» **Your assignment**
Rewrite the part of the Boston deal sheet starting with "Construction & Development" and going on through "Real Estate Enterprises.", swapping "terrace" for "patio".

This Week’s Boston Deal Sheet
The Hamilton Corp founder and CEO Harold Brown is known for the $1.7B in multifamily properties he privately owns, but he also established a $50M/year construction firm that just completed building a modern radiology facility in a historic building for Beth Israel Deaconess Medical Center.
Hamilton Construction Management designed, engineered and built a state-of-the-art outpatient radiology suite that held a grand opening last week in the 100-year-old building at 1101 Beacon St in Brookline. One challenge was to install the high-tech medical facility while the imaging center and healthcare facilities that fill the rest of the building continued to operate.
Harold’s real estate firm owns the property, but Hamilton Construction won the assignment during a six-month competitive bid process run by BIDMC and its consultant, the Peregrine Gp, says Stephen Weinig, president of Hamilton Construction Management. (With him are: Samara Tilkin, architect; Annamarie Monks, chief administrative officer of BIDMC's Department of Radiology; and Dr. Tejas Metah, Director of Breast Imagery at BIDMC). All-new HVAC and electrical distribution systems were installed; plumbing and life safety upgraded; the space reconfigured; and new finishes, mill work, lighting and furniture placed, Stephen tells us.
Construction & Development
A $10M overhaul has started at the 1911 JP branch of the Boston Public Library at 12 Sedgwick St. The project gives the library 20% more space, including a 700 SF addition facing South Street, a terrace where residents can read and mingle, multiple meeting spaces plus new computers, WiFi and a refreshed collection of 30,000 books. The designer is Utile Inc. Architecture & Planning, the GC is Colantonio.
The first affordable housing project to be built in Cambridge this year—the 20-unit, $9M Port Landing—just broke ground. The developer is Capstone Communities and Hope Real Estate Enterprises.
***
John Hancock is advancing its plan to build a 26-story, 625k SF tower at 380 Stuart St in Back Bay by filing an expanded project notification form with the city. The development team includes: Skidmore Owings & Merrill with CBT Architects, Colliers International, Goulston & Storrs, Vanasse Hangen Brustlin and Nitsch Engineering.
Leasing
Seventh Sense Biosystems (7SBio) will move from Cambridge’s Kendall Square into 9k SF at Cummings Properties’ 200 Boston Ave in Medford this month. Cummings’ Derek Cook repped the landlord, and Cushman & Wakefield’s Mark Winters repped 7SBio in signing up for the clean room, lab and office space.
***
KLR, a top 100 accounting and consulting firm, is moving into 12k SF at 99 Summer St downtown. In the relo from spaces in Cambridge and elsewhere in Boston, the tenant was repped by CBRE. The firm also has offices in Waltham, Providence and Newport, RI, and in Shanghai.
***
EMD Serono, a biopharmaceutical unit of Merck, renewed its 202k SF HQ lease at One Technology Place in Rockland, repped by Savills Studley’s Mark Stewart and Steve Woodworth. Perry Brokerage’s Rich Beal repped the landlord, AW Perry.

» **Information given**
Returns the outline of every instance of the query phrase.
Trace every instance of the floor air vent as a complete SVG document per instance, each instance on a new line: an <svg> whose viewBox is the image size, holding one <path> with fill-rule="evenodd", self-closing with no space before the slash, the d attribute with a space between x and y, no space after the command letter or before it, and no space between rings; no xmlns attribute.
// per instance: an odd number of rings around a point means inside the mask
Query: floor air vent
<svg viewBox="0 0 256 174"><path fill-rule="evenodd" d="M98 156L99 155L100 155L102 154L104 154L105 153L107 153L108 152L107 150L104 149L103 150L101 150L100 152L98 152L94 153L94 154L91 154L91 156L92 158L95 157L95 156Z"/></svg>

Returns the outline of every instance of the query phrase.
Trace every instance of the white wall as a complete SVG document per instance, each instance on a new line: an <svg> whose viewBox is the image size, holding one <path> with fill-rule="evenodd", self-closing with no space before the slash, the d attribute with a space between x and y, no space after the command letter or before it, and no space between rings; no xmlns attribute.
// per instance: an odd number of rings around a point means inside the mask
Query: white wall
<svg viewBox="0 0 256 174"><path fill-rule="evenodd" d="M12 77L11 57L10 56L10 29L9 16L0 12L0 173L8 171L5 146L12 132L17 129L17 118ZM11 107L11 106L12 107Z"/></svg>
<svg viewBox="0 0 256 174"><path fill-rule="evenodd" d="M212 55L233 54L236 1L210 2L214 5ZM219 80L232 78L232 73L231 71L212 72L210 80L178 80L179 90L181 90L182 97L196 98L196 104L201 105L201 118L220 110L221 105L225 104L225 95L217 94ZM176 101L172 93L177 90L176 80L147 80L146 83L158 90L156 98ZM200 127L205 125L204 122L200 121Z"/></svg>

---

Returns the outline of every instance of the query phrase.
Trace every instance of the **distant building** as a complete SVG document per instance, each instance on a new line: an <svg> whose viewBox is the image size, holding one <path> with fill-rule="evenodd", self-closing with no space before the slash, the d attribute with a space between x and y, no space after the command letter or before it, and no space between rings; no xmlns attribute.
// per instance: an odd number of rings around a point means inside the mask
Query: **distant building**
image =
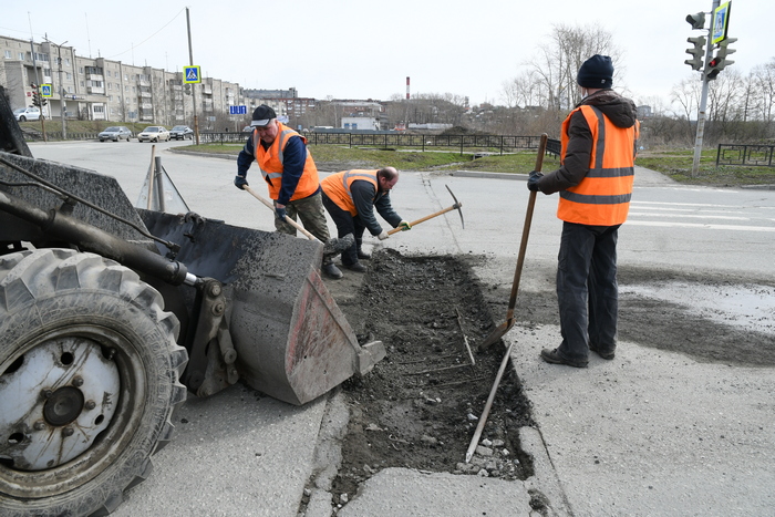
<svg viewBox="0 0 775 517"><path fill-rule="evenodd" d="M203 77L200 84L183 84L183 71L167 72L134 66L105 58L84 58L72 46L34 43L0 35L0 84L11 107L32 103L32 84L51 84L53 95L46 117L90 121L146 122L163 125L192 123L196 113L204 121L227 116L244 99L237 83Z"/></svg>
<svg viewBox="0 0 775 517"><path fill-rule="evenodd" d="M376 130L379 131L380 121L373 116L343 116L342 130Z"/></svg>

» **Output for this exercise**
Construction & Development
A $10M overhaul has started at the 1911 JP branch of the Boston Public Library at 12 Sedgwick St. The project gives the library 20% more space, including a 700 SF addition facing South Street, a patio where residents can read and mingle, multiple meeting spaces plus new computers, WiFi and a refreshed collection of 30,000 books. The designer is Utile Inc. Architecture & Planning, the GC is Colantonio.
The first affordable housing project to be built in Cambridge this year—the 20-unit, $9M Port Landing—just broke ground. The developer is Capstone Communities and Hope Real Estate Enterprises.